TASK DESCRIPTION:
Rewrite the material, starting at the line that has "If you could indicate the wheel" and stopping after the line that has "point(60, 84)". Copy the requests and their format samples unchanged, but scale every coordinate in the answers by 1.25 and round to whole numbers, with halves rounded up.

═══ LISTED RECORDS

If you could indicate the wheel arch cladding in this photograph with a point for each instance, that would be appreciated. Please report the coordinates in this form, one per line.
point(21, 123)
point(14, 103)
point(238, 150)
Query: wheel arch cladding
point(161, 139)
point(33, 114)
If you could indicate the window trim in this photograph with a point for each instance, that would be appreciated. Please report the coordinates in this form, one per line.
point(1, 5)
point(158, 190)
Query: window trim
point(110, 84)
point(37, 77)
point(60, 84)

══════
═══ LISTED RECORDS

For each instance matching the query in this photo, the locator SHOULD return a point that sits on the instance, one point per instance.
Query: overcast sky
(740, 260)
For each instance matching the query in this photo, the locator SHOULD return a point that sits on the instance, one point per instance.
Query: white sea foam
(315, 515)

══════

SOLUTION FOR THIS TASK:
If you could indicate the wheel arch cladding in this photograph with a point for each instance, that would be appreciated. Please report the coordinates in this form, one per line.
point(21, 123)
point(14, 103)
point(238, 150)
Query: wheel arch cladding
point(201, 174)
point(41, 143)
If you could indicate the window trim in this photograph with a point for each instance, that would be appreciated. Please report the coordinates in this form, one per line.
point(1, 5)
point(158, 190)
Query: window trim
point(138, 105)
point(46, 96)
point(75, 105)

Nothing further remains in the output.